** Opening The data block **
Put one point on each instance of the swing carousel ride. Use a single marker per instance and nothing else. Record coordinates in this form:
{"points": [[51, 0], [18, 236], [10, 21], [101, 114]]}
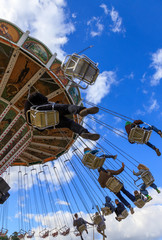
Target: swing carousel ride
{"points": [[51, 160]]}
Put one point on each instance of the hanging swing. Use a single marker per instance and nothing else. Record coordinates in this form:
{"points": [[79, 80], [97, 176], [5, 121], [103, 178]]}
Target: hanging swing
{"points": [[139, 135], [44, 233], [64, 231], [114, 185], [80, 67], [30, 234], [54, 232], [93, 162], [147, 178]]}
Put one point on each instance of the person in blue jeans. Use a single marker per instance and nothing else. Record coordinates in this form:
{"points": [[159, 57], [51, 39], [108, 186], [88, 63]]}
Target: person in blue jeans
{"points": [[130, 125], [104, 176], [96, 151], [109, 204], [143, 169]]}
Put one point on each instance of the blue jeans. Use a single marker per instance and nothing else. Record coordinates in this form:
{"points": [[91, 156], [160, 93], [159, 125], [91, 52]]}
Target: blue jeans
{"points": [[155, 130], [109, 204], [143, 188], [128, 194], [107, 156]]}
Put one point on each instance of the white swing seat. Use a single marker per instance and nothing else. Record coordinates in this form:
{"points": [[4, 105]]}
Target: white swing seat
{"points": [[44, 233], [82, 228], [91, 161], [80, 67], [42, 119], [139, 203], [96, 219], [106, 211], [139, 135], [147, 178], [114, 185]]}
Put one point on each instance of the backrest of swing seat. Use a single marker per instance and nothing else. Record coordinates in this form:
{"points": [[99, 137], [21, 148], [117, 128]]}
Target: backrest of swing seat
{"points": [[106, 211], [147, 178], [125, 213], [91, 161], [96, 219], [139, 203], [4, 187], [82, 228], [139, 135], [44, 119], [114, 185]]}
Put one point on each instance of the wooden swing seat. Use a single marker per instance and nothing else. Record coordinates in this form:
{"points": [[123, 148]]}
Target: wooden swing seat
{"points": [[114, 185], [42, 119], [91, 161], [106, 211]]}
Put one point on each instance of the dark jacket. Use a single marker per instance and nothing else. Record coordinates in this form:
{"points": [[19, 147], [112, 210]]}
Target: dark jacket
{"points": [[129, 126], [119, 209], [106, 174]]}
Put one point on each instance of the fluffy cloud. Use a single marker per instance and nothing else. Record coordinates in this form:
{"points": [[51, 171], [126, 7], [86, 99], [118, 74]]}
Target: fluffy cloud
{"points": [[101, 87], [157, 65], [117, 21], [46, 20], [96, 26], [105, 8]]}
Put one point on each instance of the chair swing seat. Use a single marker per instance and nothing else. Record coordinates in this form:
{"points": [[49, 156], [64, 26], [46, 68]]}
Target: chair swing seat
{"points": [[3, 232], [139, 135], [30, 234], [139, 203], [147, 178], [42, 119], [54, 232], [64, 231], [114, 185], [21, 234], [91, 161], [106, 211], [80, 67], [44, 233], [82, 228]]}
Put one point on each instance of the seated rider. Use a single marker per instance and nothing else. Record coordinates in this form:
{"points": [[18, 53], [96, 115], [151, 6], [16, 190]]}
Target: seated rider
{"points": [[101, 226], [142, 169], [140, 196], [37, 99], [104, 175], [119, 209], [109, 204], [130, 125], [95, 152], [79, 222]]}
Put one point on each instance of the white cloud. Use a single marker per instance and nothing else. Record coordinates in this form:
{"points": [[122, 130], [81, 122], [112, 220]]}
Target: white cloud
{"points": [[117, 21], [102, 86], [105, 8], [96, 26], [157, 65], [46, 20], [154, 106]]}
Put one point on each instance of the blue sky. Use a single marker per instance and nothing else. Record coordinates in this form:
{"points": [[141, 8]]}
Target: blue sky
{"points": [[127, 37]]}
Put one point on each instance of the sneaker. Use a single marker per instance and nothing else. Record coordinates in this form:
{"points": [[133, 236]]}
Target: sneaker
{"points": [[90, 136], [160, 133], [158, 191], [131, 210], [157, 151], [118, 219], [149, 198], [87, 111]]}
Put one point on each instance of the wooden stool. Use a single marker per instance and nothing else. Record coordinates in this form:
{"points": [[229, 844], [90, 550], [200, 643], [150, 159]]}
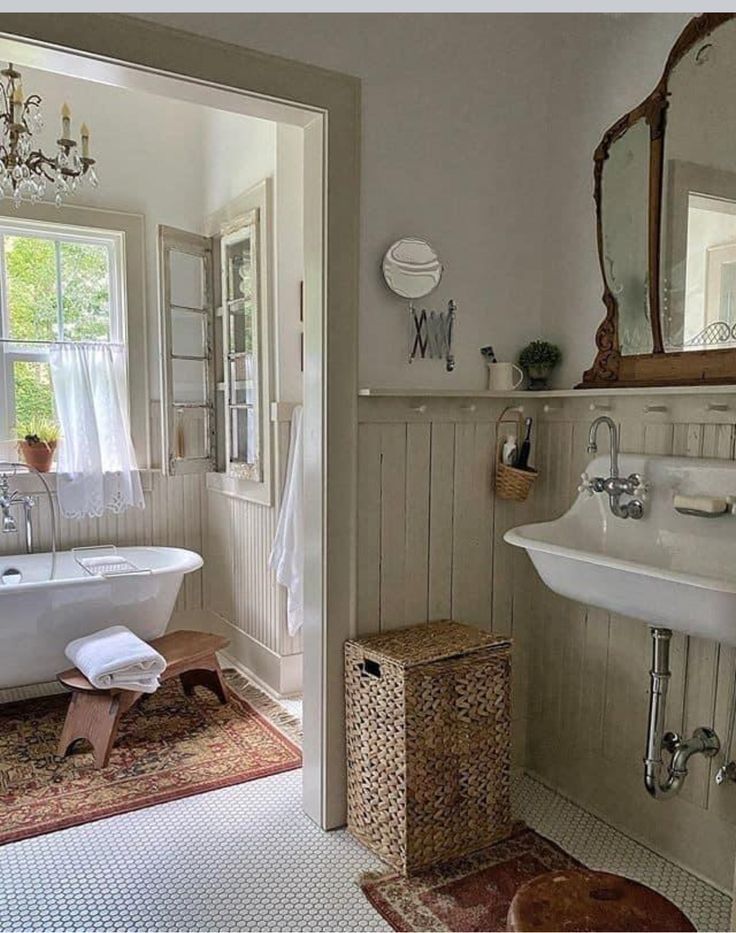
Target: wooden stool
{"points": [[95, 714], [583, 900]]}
** Closing The data block **
### Exercise description
What is needed is an exact copy of all the data, with no images in it.

### Response to this task
Put one point on each instance of the swing carousel ride. Use a single marker per instance and nothing else. Record coordinates in this form:
{"points": [[51, 0], [18, 236], [10, 21], [101, 114]]}
Target: swing carousel ride
{"points": [[51, 160]]}
Put one point on each instance of the hanging swing. Use a single marker per instance and nothing else. Record coordinates in this form:
{"points": [[79, 80], [97, 176], [5, 121], [103, 178]]}
Target: hanging swing
{"points": [[139, 135], [44, 233], [64, 231], [114, 185], [80, 67], [30, 234], [54, 232], [93, 162], [147, 178]]}
Put one point on each instance of the person in blue jeans. Use a single marker per instance and nothing else. Record coordinates in this form:
{"points": [[159, 57], [51, 39], [108, 186], [88, 63]]}
Target: person in blue jeans
{"points": [[130, 125], [104, 176], [96, 151], [109, 204], [143, 169]]}
Put one point on each instance of the blue jeans. Use a single marker per instance and nothing else. Record coordinates in this form:
{"points": [[91, 156], [160, 93], [159, 125], [91, 52]]}
Target: blue jeans
{"points": [[155, 130], [109, 204], [143, 188], [128, 194], [107, 156]]}
Put one point on each instance of the white swing seat. Use a single marker per instance and nothing else. Record coordinates in this form:
{"points": [[4, 105]]}
Target: white swing seat
{"points": [[44, 233], [82, 228], [91, 161], [80, 67], [42, 119], [139, 203], [96, 219], [106, 211], [139, 135], [147, 178], [114, 185]]}
Put one point on each instance of the backrest of swing seat. Use a single marker per instance and nothing else. Record coordinates in this form:
{"points": [[99, 137], [21, 148], [117, 128]]}
Target: backrest of swing seat
{"points": [[106, 211], [147, 178], [125, 213], [91, 161], [96, 219], [139, 203], [4, 187], [82, 228], [139, 135], [44, 119], [114, 185]]}
Put one point on each instance of the wooden swing seat. Use a single marker per instance and nothing else. Record coordinates in this form:
{"points": [[123, 148]]}
Target: wooden swing seat
{"points": [[114, 185], [42, 119], [91, 161], [106, 211]]}
Put one point on each instance of the dark jacket. Use a single marker per instance and nothing else. Record coordinates in this form:
{"points": [[19, 147], [112, 210]]}
Target: dark jacket
{"points": [[129, 126], [119, 209], [106, 174]]}
Put one point on each instance of the fluffy cloud. Use a single marker per instance and nothing else. Record coordinates in this form:
{"points": [[51, 171], [126, 7], [86, 99], [118, 74]]}
Target: fluffy cloud
{"points": [[101, 87], [157, 65], [117, 21], [46, 20], [96, 26], [105, 8]]}
Put one point on each instance of the chair swing seat. Use a single marker per instance and nothing else. Record coordinates in this form:
{"points": [[49, 156], [64, 26], [46, 68]]}
Target: chair swing seat
{"points": [[3, 232], [139, 135], [30, 234], [139, 203], [147, 178], [42, 119], [54, 232], [64, 231], [114, 185], [21, 234], [91, 161], [106, 211], [80, 67], [44, 233], [82, 228]]}
Put one point on each instance of the seated rider. Use a single marker per instance and nothing else. Record coordinates in this form:
{"points": [[18, 53], [96, 115], [151, 6], [16, 190]]}
Target: seated rider
{"points": [[101, 226], [142, 169], [140, 196], [37, 99], [104, 175], [119, 209], [109, 204], [130, 125], [95, 152], [79, 222]]}
Put one point on each instance of the white cloud. Use a single marker per instance and nothing else. Record coordinates in this form:
{"points": [[122, 130], [81, 122], [112, 220]]}
Target: white cloud
{"points": [[117, 21], [102, 86], [105, 8], [96, 26], [157, 65], [46, 20], [154, 106]]}
Put one point on each instance of the blue sky. Use a single marker per instance and nothing else. Record coordinates in this form:
{"points": [[141, 8]]}
Target: blue sky
{"points": [[127, 37]]}
Put one point on each instance of the sneaker. Use a single marker per instance and nothing else. Record coordinates in this form:
{"points": [[133, 236]]}
Target: sneaker
{"points": [[90, 136], [160, 133], [158, 191], [131, 210], [157, 151], [118, 219], [149, 198], [87, 111]]}
Put one point on each instance of the wooden stool. Use a single marker per instance and nothing else. Record coordinates in this form:
{"points": [[229, 844], [90, 550], [200, 643], [150, 159]]}
Target: wooden stool
{"points": [[95, 714], [583, 900]]}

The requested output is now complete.